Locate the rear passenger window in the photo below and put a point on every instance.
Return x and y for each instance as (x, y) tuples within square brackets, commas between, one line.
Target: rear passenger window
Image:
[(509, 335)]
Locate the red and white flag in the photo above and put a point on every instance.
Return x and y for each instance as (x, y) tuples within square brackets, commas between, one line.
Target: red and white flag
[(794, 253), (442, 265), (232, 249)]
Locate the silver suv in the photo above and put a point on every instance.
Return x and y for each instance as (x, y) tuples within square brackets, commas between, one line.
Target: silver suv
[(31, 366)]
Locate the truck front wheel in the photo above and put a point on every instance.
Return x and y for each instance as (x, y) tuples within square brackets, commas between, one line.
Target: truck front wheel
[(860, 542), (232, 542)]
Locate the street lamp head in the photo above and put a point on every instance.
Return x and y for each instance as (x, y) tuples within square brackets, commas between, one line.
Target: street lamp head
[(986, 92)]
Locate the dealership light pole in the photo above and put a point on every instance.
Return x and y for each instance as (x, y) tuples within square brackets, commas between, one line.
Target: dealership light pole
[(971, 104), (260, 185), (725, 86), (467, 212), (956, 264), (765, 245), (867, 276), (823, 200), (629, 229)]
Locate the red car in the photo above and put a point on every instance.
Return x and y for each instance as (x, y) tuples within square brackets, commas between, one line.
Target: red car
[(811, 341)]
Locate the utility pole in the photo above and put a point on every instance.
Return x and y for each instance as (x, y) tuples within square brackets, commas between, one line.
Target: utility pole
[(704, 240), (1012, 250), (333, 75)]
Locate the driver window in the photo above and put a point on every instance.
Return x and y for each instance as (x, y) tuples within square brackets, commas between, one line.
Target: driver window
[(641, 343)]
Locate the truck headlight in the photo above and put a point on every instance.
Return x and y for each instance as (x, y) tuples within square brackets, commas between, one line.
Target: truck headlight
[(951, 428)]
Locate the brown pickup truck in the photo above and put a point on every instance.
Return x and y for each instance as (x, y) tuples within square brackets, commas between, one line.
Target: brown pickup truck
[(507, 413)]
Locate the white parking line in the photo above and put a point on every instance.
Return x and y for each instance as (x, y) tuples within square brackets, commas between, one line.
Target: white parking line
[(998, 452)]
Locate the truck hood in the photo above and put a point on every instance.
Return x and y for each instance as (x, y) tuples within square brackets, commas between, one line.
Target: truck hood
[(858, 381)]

→ DESCRIPTION OF THE TASK
Recast every line of the items above as a numbered list, omitting any blank lines.

→ OUTPUT FOR THIS TASK
1. Locate the rear passenger window in the photo below and put a point on every instance.
2. Return x and y for each instance as (x, y) tuples within square brackets, commas between, one line.
3. Target: rear passenger window
4. Image:
5. [(509, 335)]
6. Locate the red and white flag in the photo above and put a point on every instance.
7. Return x and y for each instance as (x, y) tuples within square brackets, commas between, one line.
8. Target: red and white flag
9. [(794, 253), (442, 265), (232, 249)]
10. Locate the silver suv in the photo above and put a point on every instance.
11. Return x and y for each instance as (x, y) tuples within square brackets, commas between, one line.
12. Target: silver suv
13. [(31, 366)]
14. Locate the truck front wheel in the photo above and put a point on every instance.
15. Return x and y for each instance as (x, y) tuples within square brackets, commas between, one line.
16. Target: truck front wheel
17. [(860, 542), (232, 542)]
18. Locate the street lamp head in the photo above and put a point on every instance.
19. Return x and y for each instance as (x, y) tuples within square brackets, commas between, one line.
20. Target: street lamp head
21. [(986, 92)]
22. Locate the dealership light pole in the photo above and put a point on every instance.
23. Return x and y for each instance as (x, y) tuples within square brackets, commas between, one line.
24. Target: dealership light pole
25. [(971, 104), (260, 185), (725, 86), (467, 212), (956, 264), (765, 245), (867, 276), (823, 200), (629, 229)]
26. Locate the red car in the photo above and put a point on every instance.
27. Return x and y for each instance as (x, y) tuples within square brackets, commas between, one line.
28. Target: red car
29. [(811, 341)]
30. Locate the utility pole in the photo above and put a point on every instance.
31. Return x and y for each instance as (x, y) tuples within square brackets, commas between, one line.
32. Target: utility pole
33. [(704, 240), (1012, 250), (333, 75)]
34. Locate the driver window in the photo above and put a point on every instance.
35. Return x and y for each instance as (x, y) tuples within square brackets, commas between, one line.
36. Target: driver window
37. [(641, 343)]
38. Locate the truck headlight in the photo above and put a point on every instance.
39. Return x and y for each instance as (x, y) tuples within square brackets, commas between, one line.
40. Target: truck headlight
41. [(951, 428)]
42. Locate the brown pickup truck in the photo above and put a point on every instance.
43. Return x and y for each instance as (x, y) tuples within square brackets, commas between, one line.
44. Target: brown pickup truck
45. [(507, 413)]
46. Locate the white parking line in the photo above and put a point on every instance.
47. Return x and y for each instance as (x, y) tuples within square brackets, commas between, one line.
48. Target: white parking line
49. [(998, 452)]
50. Locate the truck hood in the photo above and put a point on every instance.
51. Return x and y for each instance as (x, y) tuples within square brackets, commas between, one line.
52. Target: truck hood
53. [(858, 381)]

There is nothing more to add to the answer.